§ GOAL 1
In the turnout text, which two neighborhoods does it name as the real source of the 2017 University City boom for Krasner?

§ TEXT BLOCK
================
Turnout is a more complicated story.

View code
# hist(turnout_df$total_votes / turnout_df$AREA_SFT)

turnout_df <- turnout_df %>%
  left_join(races)

district_map +
  geom_polygon(
    data = ggdivs %>%
      filter(in_bbox) %>%
      left_join(turnout_df, by =c("id" = "WARD_DIVSN")),
    aes(fill = pmin(total_votes / AREA_SFT, 0.0005))
  ) +
  scale_fill_viridis_c(guide = FALSE) +
  geom_polygon(
    fill=NA,
    color = "white",
    size=1
  ) +
  facet_wrap(~ election_name) +
  ggtitle(
    "Votes per mile in the Democratic Primary", 
    sprintf("Council District %s", DISTRICT)
  )

plot of chunk turnout_map
The 2017 election was completely different from 2015. In 2015, we saw the West and Southwest Philly neighborhoods dominate the vote, and decide the election. In 2017, University City (really, Cedar Park and Spruce Hill) boomed for Krasner. While Gym, Kenney, and Sanders all monopolized the University City percent of the vote, only Krasner multiplied that effect by monopolizing the turnout.

The change in votes per mile from 2015 to 2017 illustrates that starkly.

View code
turnout_wide <- turnout_df %>%
  group_by() %>%
  mutate(
    votes_per_sf = total_votes / AREA_SFT,
    key = paste0("votes_", year)
  ) %>%
  select(WARD_DIVSN, key, votes_per_sf) %>%
  spread(key = key, value = votes_per_sf)
================
§ RECORDS SHOWN
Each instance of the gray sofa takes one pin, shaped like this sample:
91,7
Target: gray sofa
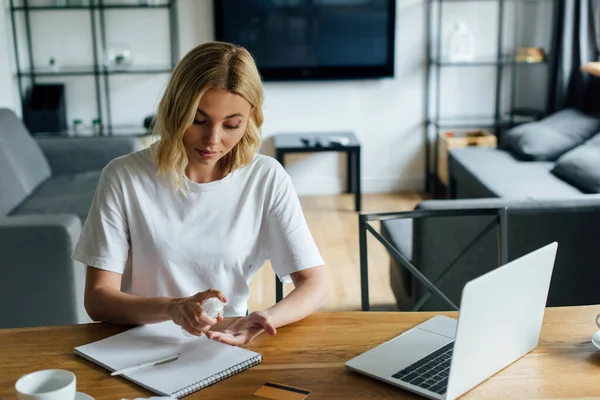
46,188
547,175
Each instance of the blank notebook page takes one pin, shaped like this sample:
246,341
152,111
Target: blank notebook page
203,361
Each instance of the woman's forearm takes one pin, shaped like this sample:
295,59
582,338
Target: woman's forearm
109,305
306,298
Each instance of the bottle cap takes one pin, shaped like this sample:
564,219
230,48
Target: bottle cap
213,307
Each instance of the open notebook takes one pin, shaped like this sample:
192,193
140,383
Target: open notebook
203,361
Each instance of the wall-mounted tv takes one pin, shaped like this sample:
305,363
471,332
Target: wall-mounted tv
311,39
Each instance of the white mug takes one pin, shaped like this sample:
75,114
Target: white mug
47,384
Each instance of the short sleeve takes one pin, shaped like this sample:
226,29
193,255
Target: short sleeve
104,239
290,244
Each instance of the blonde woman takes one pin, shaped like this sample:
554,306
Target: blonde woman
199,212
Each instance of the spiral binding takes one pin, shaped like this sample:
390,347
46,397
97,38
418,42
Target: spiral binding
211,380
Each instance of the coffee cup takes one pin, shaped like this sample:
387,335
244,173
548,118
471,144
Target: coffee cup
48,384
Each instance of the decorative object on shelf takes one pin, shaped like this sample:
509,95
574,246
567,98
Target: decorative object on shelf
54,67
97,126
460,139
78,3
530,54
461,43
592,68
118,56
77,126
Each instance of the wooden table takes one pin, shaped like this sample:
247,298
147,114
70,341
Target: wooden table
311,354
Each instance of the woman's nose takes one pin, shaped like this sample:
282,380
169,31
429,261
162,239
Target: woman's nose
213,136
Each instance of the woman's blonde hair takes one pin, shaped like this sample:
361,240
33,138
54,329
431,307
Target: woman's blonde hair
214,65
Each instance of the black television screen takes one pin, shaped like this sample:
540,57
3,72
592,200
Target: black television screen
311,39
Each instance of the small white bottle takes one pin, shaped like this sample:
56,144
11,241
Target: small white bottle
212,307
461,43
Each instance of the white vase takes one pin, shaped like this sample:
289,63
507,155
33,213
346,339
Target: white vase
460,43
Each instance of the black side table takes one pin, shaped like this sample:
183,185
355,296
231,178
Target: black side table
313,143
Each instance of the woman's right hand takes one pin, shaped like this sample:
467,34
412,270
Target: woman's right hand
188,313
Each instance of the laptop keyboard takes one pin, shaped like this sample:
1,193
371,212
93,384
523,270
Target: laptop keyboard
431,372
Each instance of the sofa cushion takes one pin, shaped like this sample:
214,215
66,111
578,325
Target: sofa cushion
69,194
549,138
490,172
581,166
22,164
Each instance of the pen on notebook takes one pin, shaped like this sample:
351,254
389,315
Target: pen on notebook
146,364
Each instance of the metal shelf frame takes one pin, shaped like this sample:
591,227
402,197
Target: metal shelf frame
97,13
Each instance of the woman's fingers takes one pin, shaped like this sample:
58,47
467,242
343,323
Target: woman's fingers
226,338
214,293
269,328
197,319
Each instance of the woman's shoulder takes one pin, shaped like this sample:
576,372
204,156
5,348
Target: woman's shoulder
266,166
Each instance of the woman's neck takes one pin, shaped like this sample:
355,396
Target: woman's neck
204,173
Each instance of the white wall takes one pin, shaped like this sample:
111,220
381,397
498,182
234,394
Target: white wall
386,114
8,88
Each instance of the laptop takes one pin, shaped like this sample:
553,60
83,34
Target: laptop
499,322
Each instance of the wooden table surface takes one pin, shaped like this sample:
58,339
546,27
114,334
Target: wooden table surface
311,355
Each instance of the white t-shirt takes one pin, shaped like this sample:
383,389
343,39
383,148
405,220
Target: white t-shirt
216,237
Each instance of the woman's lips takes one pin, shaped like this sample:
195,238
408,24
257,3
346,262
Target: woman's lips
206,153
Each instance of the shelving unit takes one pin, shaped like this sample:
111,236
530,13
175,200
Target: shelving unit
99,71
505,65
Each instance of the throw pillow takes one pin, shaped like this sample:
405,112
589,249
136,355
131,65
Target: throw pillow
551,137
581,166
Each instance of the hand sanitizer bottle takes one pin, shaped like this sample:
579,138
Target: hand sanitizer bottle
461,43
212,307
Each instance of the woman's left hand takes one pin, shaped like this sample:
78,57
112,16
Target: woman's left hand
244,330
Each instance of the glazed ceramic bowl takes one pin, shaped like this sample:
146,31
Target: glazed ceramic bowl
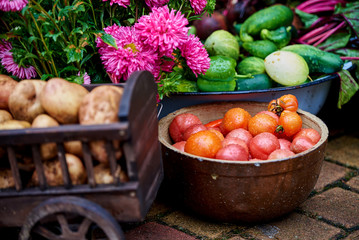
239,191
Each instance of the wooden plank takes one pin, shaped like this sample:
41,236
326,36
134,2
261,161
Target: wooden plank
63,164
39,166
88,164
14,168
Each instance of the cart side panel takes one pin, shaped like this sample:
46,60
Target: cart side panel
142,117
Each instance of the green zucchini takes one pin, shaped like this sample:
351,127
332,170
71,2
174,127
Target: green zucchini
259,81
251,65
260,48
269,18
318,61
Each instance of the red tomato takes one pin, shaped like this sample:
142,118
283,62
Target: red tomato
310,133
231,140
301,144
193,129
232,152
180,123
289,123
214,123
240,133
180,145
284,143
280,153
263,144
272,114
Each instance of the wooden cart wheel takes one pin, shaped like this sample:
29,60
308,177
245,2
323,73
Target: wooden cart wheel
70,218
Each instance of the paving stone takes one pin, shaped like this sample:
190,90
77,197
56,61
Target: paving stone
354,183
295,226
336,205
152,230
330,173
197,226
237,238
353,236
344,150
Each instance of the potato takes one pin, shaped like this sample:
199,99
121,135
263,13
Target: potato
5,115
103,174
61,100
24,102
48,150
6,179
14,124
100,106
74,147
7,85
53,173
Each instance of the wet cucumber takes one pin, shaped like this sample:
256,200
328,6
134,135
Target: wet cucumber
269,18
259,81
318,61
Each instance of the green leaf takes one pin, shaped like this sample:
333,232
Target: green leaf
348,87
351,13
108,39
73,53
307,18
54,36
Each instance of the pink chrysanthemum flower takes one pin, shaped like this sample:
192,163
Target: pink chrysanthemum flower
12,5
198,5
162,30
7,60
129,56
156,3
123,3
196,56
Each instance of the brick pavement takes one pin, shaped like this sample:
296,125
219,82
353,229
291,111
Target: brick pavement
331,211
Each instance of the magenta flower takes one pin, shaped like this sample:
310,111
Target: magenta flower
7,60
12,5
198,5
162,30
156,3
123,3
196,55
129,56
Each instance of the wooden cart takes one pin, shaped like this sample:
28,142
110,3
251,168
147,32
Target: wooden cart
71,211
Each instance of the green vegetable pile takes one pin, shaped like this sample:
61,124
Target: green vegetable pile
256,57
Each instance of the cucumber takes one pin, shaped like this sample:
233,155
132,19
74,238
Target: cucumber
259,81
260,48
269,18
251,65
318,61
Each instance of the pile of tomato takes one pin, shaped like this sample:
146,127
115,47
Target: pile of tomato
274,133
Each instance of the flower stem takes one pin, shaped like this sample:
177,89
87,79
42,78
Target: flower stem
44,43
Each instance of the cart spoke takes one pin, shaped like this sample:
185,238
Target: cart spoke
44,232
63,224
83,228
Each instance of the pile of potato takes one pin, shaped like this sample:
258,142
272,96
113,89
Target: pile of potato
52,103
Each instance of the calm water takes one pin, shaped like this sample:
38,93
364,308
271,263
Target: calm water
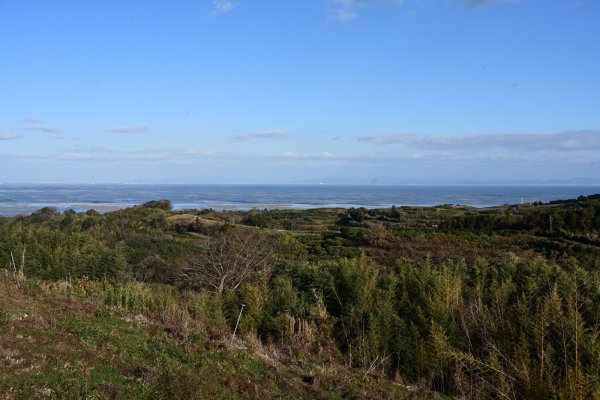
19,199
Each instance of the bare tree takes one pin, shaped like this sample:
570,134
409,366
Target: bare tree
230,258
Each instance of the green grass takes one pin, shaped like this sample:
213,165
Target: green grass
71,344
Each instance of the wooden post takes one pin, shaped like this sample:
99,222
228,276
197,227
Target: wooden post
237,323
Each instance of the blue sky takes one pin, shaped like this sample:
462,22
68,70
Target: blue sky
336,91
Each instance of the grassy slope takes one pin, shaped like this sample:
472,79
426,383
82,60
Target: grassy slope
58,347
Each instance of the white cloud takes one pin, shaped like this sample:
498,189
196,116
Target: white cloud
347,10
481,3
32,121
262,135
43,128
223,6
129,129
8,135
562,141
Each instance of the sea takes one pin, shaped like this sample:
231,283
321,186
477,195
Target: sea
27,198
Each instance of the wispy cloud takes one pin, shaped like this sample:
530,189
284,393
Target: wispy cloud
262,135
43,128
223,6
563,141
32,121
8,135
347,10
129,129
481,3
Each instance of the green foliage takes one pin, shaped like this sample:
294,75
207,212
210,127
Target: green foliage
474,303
================
§ GOAL 2
Return each line of the rows that contains the word "object".

§ TASK ANSWER 1
Cedar Park and Spruce Hill.

§ TASK ANSWER 2
Each instance of the decorative object on shelf takes one pin, shaped like this sample:
Target: decorative object on shelf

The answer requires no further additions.